### AUFGABEN
A. Übertragen Sie den Satz „Das Picking funktioniert,die Konsoleneingabe nicht.“ aus dem Forumsthread zu Shape3D ins Englische.
B. Setzen Sie den Forumsthread zu Shape3D bitte im Anschluss an seinen letzten Abschnitt fort.

### AUSGANGSTEXT
──────────
# Shape3d setApperance bleibt wirkungslos



## aze (17. Aug 2010)

Hi

Ich möchte in meinen 3D Model das hinzufügen einer Appearance auf einer Shape3D Fläche einmal durch Picking und einmal durch Konsoleneingabe realisieren.Das Picking funktioniert,die Konsoleneingabe nicht.Kann es sein ,dass durch das Picking irgendwas geschieht  ,was bei einem manuellen raussuchen der Fläche nicht passiert ?


----------



## asddaswqe (18. Aug 2010)

Hallo aze,

unter manuelle raussuchen kann ich mir beim besten Willen nichts vorstellen?
Ein KSKP wäre evtl. hilfreich! 

Mfg


----------



## aze (18. Aug 2010)
──────────
### BEREITGESTELLTE ANGABEN
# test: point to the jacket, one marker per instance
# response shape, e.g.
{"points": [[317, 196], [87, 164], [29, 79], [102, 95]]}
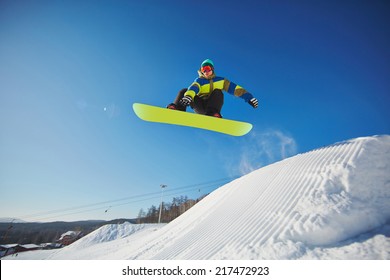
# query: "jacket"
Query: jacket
{"points": [[203, 87]]}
──────────
### LÖSUNGEN NACH AUFGABEN
A. Picking works, but console input does not.

B.
Sorry wenn ich mich so schlecht ausgedrückt habe.Mit manuellen Raussuchen meinte ich, dass man die BranchGroup nach der passenden Shape3D Fläche mittels der getUserData() Methode durchsucht.Bei mir sind alle Flächen mit einen individuellen String gekennzeichnet(setUserData(flächenname)).

Das Problem taucht jetzt auch nicht mehr auf.Ich denke es lag daran ,dass ich 2 BranchGroups an der selben Stelle hatte und es deshalb zum Fehler kam.Ganz sicher bin ich mir nicht.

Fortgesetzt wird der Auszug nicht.